Input material below:

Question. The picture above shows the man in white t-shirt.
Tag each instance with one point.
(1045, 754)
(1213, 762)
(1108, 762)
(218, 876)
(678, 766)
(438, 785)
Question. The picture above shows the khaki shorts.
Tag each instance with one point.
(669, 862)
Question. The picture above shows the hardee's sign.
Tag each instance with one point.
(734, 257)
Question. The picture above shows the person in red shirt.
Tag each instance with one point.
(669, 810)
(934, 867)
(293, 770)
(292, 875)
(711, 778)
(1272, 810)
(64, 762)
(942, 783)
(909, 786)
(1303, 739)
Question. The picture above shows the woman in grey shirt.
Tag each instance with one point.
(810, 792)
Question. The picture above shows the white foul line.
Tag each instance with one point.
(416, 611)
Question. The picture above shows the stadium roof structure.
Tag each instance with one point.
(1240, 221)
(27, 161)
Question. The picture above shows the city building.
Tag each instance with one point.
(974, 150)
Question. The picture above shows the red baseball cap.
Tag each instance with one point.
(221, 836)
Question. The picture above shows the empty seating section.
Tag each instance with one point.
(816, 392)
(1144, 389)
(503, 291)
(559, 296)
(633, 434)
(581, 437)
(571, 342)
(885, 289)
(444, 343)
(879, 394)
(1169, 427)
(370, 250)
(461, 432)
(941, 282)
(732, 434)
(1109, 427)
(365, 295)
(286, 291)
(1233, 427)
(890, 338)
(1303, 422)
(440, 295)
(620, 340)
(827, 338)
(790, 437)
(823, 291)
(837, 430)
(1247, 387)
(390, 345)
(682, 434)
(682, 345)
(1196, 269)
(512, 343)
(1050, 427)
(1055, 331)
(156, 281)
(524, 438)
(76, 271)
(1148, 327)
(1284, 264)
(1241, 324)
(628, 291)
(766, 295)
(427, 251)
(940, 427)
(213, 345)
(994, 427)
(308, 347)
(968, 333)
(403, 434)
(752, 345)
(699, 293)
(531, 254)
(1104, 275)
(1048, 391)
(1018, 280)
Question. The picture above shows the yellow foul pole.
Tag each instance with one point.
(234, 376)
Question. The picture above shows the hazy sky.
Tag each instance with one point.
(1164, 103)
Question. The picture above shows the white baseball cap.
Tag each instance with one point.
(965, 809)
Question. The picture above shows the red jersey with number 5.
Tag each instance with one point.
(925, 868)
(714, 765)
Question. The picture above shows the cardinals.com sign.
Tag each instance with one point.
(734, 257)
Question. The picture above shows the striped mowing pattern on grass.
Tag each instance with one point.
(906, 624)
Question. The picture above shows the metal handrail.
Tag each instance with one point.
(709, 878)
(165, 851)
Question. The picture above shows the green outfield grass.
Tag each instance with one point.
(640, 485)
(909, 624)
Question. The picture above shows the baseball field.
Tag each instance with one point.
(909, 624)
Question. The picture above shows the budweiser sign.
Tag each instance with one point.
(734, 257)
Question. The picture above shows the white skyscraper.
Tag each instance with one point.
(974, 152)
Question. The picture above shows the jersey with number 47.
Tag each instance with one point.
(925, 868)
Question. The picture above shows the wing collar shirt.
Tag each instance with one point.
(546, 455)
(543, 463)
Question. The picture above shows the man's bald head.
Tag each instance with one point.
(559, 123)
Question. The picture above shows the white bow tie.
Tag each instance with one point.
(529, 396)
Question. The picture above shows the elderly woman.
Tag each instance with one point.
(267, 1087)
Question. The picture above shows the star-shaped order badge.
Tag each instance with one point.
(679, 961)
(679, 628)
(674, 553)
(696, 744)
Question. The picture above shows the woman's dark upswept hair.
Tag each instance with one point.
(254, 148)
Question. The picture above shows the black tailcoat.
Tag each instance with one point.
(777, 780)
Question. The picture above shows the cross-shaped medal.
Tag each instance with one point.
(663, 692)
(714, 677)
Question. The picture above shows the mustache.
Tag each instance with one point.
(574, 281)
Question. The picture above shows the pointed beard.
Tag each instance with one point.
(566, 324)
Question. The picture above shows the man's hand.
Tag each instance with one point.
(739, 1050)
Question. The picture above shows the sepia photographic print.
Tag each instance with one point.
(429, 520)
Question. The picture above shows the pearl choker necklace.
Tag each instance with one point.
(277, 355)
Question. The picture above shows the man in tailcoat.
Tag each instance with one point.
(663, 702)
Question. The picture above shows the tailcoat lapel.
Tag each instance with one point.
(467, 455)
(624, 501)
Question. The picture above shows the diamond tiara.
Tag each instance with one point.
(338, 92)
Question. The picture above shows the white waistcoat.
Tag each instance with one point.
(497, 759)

End of Input material.

Task item —
Make an exact copy of the records.

Result —
Question. The picture above shows the man in white t-shirt.
Tag each instance with one point.
(1045, 754)
(1213, 762)
(1108, 762)
(218, 876)
(678, 766)
(438, 785)
Question. The picture above shows the khaki shorts.
Tag each instance with one point.
(669, 862)
Question. The picture above shows the hardee's sign.
Tag each instance with one point.
(734, 257)
Question. The picture above shows the person in red shirt.
Tag each instance with one point.
(669, 810)
(934, 867)
(293, 770)
(292, 875)
(711, 778)
(1272, 810)
(64, 762)
(942, 783)
(909, 786)
(1303, 739)
Question. The picture above shows the woman in grey shirt.
Tag each instance with one point.
(810, 792)
Question. The picture above shows the white foul line.
Tag each instance with one point.
(416, 611)
Question. The picture above shows the stadium roof structure.
Tag each instance with one point.
(1240, 221)
(27, 161)
Question. The picture above shows the city building.
Tag each instance with one point.
(974, 150)
Question. The picture above shows the red baseball cap.
Tag each instance with one point.
(221, 836)
Question. The picture above shows the empty seating section.
Tag each instance with one point.
(816, 392)
(1144, 389)
(503, 291)
(559, 296)
(633, 434)
(581, 437)
(571, 342)
(885, 289)
(444, 343)
(879, 394)
(1169, 427)
(370, 250)
(461, 432)
(941, 282)
(732, 434)
(1109, 427)
(365, 295)
(286, 291)
(1233, 427)
(890, 338)
(1303, 422)
(440, 295)
(620, 340)
(827, 338)
(790, 437)
(823, 291)
(837, 430)
(1247, 387)
(390, 345)
(682, 434)
(682, 345)
(1196, 269)
(512, 343)
(1050, 427)
(1055, 331)
(156, 281)
(524, 438)
(76, 271)
(1148, 327)
(1284, 264)
(1241, 324)
(628, 291)
(766, 295)
(427, 251)
(940, 427)
(213, 345)
(994, 427)
(308, 347)
(968, 333)
(403, 434)
(752, 345)
(699, 293)
(531, 254)
(1104, 275)
(1048, 391)
(1018, 280)
Question. The picture above shows the yellow foul pole.
Tag each instance with one point.
(234, 376)
Question. The picture above shows the hazy sky.
Tag each instance with one point.
(1164, 103)
Question. The picture above shows the white baseball cap.
Tag each instance with one point.
(965, 809)
Question. The picture above shows the red jersey with number 5.
Tag each instance with one point.
(925, 868)
(714, 765)
Question. The picture above shows the cardinals.com sign.
Tag each instance with one point.
(734, 257)
Question. The picture above shows the striped mowing pattern on grass.
Tag each instance with one point.
(906, 624)
Question. The picture above shows the metal handrail.
Tag each instance with one point.
(709, 878)
(165, 851)
Question. The picture above shows the green outfield grass.
Tag each instance with one point.
(640, 485)
(909, 624)
Question. The picture above shows the baseball field.
Tag each instance with one point.
(909, 624)
Question. The picture above shows the budweiser sign.
Tag each instance with one point.
(734, 257)
Question. The picture above shows the white skyscraper.
Tag each instance with one point.
(974, 152)
Question. The picture above shows the jersey with number 47.
Tag each instance with one point.
(925, 868)
Question. The picture above shows the wing collar shirt.
Tag each instance with one point.
(546, 455)
(543, 463)
Question. The picture above shows the man's bald head.
Tag each instance with one point.
(559, 123)
Question. The picture above shows the white bow tie.
Tag each instance with one point.
(529, 396)
Question. The picture above shows the elderly woman.
Tag each instance with one point.
(267, 1087)
Question. The picture above shows the star-shaped order badge.
Tag each instance with one point.
(679, 961)
(679, 628)
(674, 553)
(696, 744)
Question. The picture above shows the woman's dark upswept hair.
Tag each instance with one point.
(254, 148)
Question. The picture above shows the black tailcoat.
Tag each instance with one point.
(777, 780)
Question. The picture above shows the cross-shaped medal.
Tag each instance with one point.
(663, 692)
(714, 677)
Question. The picture above shows the mustache.
Tag each instance with one point.
(574, 281)
Question. The picture above shows the pointed beard.
Tag each instance with one point.
(566, 324)
Question. The picture above shows the man's hand.
Tag each instance with one point.
(739, 1050)
Question. The picture above shows the sepia photographic print.
Tag each instance with one point.
(429, 520)
Question. The picture above shows the pearl choker necklace.
Tag each instance with one point.
(277, 355)
Question. The picture above shows the man in tailcoat.
Tag each instance with one point.
(663, 702)
Question. The picture above shows the tailcoat lapel.
Tag each instance with one point.
(467, 455)
(624, 501)
Question. The picture above shows the diamond tiara.
Tag each instance with one point.
(338, 92)
Question. The picture above shows the white waistcoat.
Tag each instance with one point.
(497, 759)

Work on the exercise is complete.